Exercise goal:
Write out every line of the material below, reproducing each one precisely as it appears.

* BEGIN Source records *

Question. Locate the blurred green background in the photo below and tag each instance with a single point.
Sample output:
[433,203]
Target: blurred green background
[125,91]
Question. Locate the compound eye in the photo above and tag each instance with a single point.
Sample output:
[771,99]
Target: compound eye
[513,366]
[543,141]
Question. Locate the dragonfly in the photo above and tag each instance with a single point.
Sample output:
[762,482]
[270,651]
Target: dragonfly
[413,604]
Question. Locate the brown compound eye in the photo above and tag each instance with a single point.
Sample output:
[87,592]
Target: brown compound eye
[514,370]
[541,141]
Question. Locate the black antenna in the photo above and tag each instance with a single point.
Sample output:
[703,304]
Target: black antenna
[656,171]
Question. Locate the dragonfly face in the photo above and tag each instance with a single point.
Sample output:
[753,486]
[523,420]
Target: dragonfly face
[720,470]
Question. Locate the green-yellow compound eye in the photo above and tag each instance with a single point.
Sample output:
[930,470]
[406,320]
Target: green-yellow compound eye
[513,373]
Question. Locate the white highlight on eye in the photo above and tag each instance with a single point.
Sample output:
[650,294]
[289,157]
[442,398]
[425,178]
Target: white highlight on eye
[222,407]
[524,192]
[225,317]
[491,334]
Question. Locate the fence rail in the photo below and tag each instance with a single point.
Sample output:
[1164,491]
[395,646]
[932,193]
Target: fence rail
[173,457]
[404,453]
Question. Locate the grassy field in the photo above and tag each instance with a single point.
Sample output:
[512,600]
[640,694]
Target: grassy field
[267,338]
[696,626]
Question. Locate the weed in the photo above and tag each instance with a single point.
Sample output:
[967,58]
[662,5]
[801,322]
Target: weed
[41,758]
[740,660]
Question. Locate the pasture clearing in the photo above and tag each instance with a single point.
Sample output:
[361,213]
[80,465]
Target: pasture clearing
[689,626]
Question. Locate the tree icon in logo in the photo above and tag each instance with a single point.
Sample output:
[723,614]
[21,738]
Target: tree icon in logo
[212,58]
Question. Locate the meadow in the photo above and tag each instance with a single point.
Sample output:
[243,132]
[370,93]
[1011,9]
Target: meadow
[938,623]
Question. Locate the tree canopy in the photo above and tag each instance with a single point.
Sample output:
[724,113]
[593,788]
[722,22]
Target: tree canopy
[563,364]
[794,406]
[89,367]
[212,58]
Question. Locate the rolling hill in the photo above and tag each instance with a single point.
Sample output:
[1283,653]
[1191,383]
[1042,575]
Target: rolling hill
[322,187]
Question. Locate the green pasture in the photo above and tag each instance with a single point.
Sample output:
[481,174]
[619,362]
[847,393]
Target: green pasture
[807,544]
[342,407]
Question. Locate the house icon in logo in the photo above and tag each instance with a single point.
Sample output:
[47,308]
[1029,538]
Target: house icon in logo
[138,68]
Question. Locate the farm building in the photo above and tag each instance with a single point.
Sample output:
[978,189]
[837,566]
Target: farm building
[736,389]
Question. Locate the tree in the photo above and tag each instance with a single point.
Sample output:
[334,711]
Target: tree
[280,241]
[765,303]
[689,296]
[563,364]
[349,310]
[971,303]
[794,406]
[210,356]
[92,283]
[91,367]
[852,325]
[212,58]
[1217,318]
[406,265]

* END Source records *

Answer for the task:
Question. Locate the blurred green background in the photo below and tag each instance with a single point.
Sample output:
[433,203]
Target: blurred green background
[125,91]
Question. Locate the compound eye in the photo above and tag each instance with a single point.
Sample output:
[771,99]
Target: compound eye
[513,366]
[543,141]
Question. Locate the dragonfly in the photo above and tag each instance with a single point.
Sample output:
[762,482]
[270,651]
Target: dragonfly
[413,604]
Question. Locate the brown compound eye in the photo above and tag each instance with a single point.
Sample output:
[87,592]
Target: brown compound eye
[514,370]
[541,141]
Question. Locate the black antenna in the photo above and tag each instance with a single point.
Sample output:
[703,304]
Target: black antenna
[656,171]
Question. Locate the dragonfly face in the photo above and tag each instance with a single point.
Sample output:
[753,486]
[523,420]
Target: dragonfly face
[720,470]
Question. Locate the green-yellow compound eye in the photo above and tag each instance with a single point.
Sample output:
[930,470]
[406,320]
Target: green-yellow compound eye
[513,373]
Question. Locate the white highlight on eye in the photo above and tag each instance with a single point.
Sample output:
[650,294]
[289,157]
[442,398]
[425,178]
Target: white highlight on eye
[222,407]
[524,192]
[225,317]
[491,334]
Question. Locate the fence rail in the photo below and tag each instance with a single point.
Sample output:
[1164,491]
[395,646]
[932,193]
Target: fence rail
[173,457]
[404,453]
Question. Locate the grassy field in the photo above and tag each instance with a single point.
Sample output:
[512,600]
[640,694]
Target: grassy field
[267,338]
[696,626]
Question. Locate the weed in the photo above and tag each instance with a single point.
Sample output:
[967,58]
[662,5]
[801,322]
Target: weed
[41,758]
[740,660]
Question. Locate the pasture clearing in the photo above and tag each instance with a single point.
Sample output:
[361,213]
[80,465]
Target: pasture clearing
[689,626]
Question. Locate the tree icon in logo in the photo above and tag each instance with a single point.
Sample output:
[723,614]
[21,738]
Target: tree icon in logo
[212,58]
Question. Locate the meadow in the photo above and tag each instance with a single point.
Sample output:
[243,132]
[370,93]
[1011,9]
Target: meadow
[938,623]
Question. Locate the tree canopy in the photo above and tag each instance with a single point.
Sample output:
[724,113]
[593,788]
[722,22]
Target: tree canopy
[563,364]
[794,406]
[89,367]
[212,58]
Question. Locate the rolling hill in the photo above and tag each instance with a single point.
Sample output:
[1283,653]
[1191,383]
[1042,575]
Target: rolling hill
[322,187]
Question. Locate the green pasture in the photo above and tag each instance with a single point.
Sample output:
[481,174]
[619,362]
[847,393]
Target: green pasture
[807,544]
[342,407]
Question. Locate the house icon in logo in the photo above and tag each instance with a single point.
Sample output:
[47,308]
[1029,538]
Target: house icon in logo
[138,68]
Question. Locate the farm building in the photo above and tag each instance with a single point.
Sample output:
[978,189]
[837,566]
Target: farm building
[736,389]
Question. Locate the tree in the photo above and tag each instance with a single point.
Sample output:
[334,711]
Target: tree
[280,241]
[765,303]
[689,296]
[563,364]
[349,310]
[971,303]
[794,406]
[210,356]
[92,283]
[91,367]
[852,325]
[212,58]
[1217,318]
[406,265]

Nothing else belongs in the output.